[Recorded data]
- Opening Delimiter -

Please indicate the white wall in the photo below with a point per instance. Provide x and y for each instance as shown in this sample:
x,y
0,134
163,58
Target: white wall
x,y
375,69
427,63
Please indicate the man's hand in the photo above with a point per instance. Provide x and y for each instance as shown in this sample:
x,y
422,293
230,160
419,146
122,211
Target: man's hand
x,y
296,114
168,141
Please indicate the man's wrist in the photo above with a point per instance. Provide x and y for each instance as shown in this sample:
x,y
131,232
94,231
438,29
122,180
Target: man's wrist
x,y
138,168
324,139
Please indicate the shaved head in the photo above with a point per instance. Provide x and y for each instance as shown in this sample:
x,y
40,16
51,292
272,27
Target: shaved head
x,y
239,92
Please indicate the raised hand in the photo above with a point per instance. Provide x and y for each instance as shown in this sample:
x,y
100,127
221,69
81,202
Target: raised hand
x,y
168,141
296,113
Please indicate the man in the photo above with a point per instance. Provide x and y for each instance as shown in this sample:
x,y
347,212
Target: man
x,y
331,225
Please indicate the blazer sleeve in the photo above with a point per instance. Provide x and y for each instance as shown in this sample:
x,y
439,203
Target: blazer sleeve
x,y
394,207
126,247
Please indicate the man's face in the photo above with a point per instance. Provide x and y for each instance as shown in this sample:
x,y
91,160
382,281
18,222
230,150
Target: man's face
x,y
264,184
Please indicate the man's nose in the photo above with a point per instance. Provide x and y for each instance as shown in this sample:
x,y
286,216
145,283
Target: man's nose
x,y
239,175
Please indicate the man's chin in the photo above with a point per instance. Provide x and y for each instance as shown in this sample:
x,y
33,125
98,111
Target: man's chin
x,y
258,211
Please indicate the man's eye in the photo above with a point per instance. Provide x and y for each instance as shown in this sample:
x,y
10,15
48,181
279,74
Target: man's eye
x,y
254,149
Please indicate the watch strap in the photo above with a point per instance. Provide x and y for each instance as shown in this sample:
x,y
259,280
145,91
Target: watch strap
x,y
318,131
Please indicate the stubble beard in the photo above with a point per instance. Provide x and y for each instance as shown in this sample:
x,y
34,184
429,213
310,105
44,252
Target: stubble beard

- Closing Delimiter -

**Task goal:**
Write out, please, only the lines from the one with "Target: man's chin" through the last line above, both included and unchanged.

**Completed exercise:**
Target: man's chin
x,y
258,211
Please indicate the man's eye in the photo above with a point per instance. Provide x and y for each instance as shown in this sample:
x,y
10,15
48,181
279,74
Target: man's eye
x,y
254,149
Please indicate the watch strap in the photo above with a point per instance. Provide x and y for each instance as shown in this sample:
x,y
259,280
145,91
Target: watch strap
x,y
318,131
Please indicate the stubble beard in the photo above with a point per instance. Provide x and y for each instance as shown in this sample:
x,y
34,184
429,213
310,105
44,252
Target: stubble beard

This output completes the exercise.